Exercise directions:
Extend the article on parking around the Health Sciences Campus in Normaltown, picking up after its final sentence.

-- Exercise text follows --

Students and faculty with classes on both campuses can also take advantage of the free UGA bus that runs between the two every 20 minutes. Two city bus lines also run past the HSC.

There’s no way to know how many students are parking nearby and walking onto the Health Sciences Campus. The Georgia Regents University/University of Georgia Medical Partnership started training future doctors there in 2012. Most of those students have all their classes on the Prince Avenue campus. UGA’s College of Public Health is the largest part of the HSC, though. The college has four academic departments, three institutes and one academic center, all of which eventually will be located at the HSC. Students in public health programs are more likely to have classes on both the main and health campuses.

And the HSC also operates a dorm for 140 undergrads (not freshmen) and a workout facility that’s less crowded than some other gyms in town. Both are available to any student, not just those in health sciences.

Rebecca Ayer, the public relations coordinator for the College of Public Health, suspects some students come to the HSC for the same reason many other people come to Normaltown: food. Ayer has seen students queue up outside the dining hall on campus, sometimes waiting a half-hour to get through the line.

Since the campus opened, the university has already expanded seating in the dining hall—Scott Hall, which Food Services dubbed “The Niche”—to accommodate more students. The eatery brags about its made-to-order food, cozy bistro atmosphere, tasty gelato and open-fire grill. The Niche is available to any student.

“I don’t think anyone expected Scott Hall to be as popular as it seems to be,” Ayer says. “We get so many people walking onto the campus here around lunchtime. It’s really surprising.”

Permission to Permit Parking

In September 2014, the Athens-Clarke Commission added three streets in Normaltown to the list of places that could pursue mandatory parking permits if they want. (Three streets in Pulaski Heights are on the list, too, though congestion there likely isn’t caused by students going to class, but rather people looking to avoid paying for parking downtown.) Even when a street is eligible, two-thirds of the neighbors have to agree to limit on-street parking to residents who agree to pay $10 a year for a permit. Visitors to those streets can get a one-day pass with a resident’s help.

-- Exercise text concluded --
-- Dataset records follows --

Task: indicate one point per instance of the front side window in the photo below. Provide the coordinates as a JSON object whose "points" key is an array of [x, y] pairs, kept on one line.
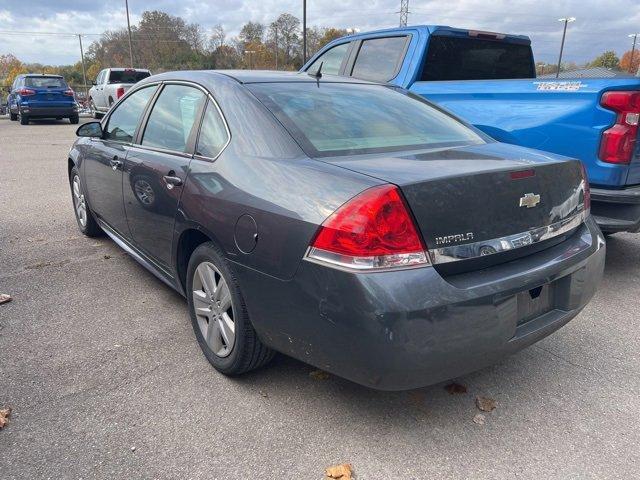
{"points": [[45, 82], [124, 120], [341, 119], [213, 134], [331, 60], [379, 58], [172, 118]]}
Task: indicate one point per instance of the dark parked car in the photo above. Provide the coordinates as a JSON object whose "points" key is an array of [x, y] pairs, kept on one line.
{"points": [[349, 224], [41, 96]]}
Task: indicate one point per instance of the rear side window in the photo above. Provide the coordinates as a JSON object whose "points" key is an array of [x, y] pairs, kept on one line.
{"points": [[451, 58], [172, 118], [125, 118], [127, 76], [331, 60], [379, 59], [45, 82], [213, 134]]}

-- Dataset records concluded --

Reply:
Jennifer Lewis leaves that option open if parking gets even more precious. But after 15 years in their house on Georgia Avenue, she’s happy to have the problem. “We’re getting hit with both the expansion of Normaltown business and the Health Sciences Campus. It’s a good thing for us,” says Lewis. Painting yellow curbs on alternating sections of Georgia Avenue solved her concern—for now, she says.

Limiting parking in other areas may push more students, as well as restaurant and bar patrons, to park farther and farther into neighborhoods, she says. “Right now, do I want to go to the trouble of paying $10 a year just to park in front of my own house? No,” Lewis says. “But if the situation changes, I’d be open to the idea.”

In the Buena Vista neighborhood across Prince Avenue, some residents are also grumbling about clogged streets and blocked intersections.

To an extent, residents in neighborhoods on both sides of Prince Avenue say they don’t mind parked cars, which slow traffic. But some are wistful for the insulated Navy School, which stayed contained to its campus.

“Regardless of what was going on at the Navy School, there was never—I mean never—a parking issue,” Greg Yoder said at a July 7 meeting when commissioners discussed yellow-curbing Georgia Avenue. The university shouldn’t expect the Athens community to provide free parking for students when UGA received the Navy School property for free, he said.

As UGA grows, the problem could expand to other neighborhoods. While no Eastside streets are currently part of the parking permit program, UGA’s new veterinary teaching hospital on College Station Road is causing similar problems for residents there.

“The students aren’t supposed to park there, but they are parking at Kroger. They are parking at churches. And they are parking in neighborhoods,” Laurin Smith told commissioners July 7. “So, we are suffering from that.”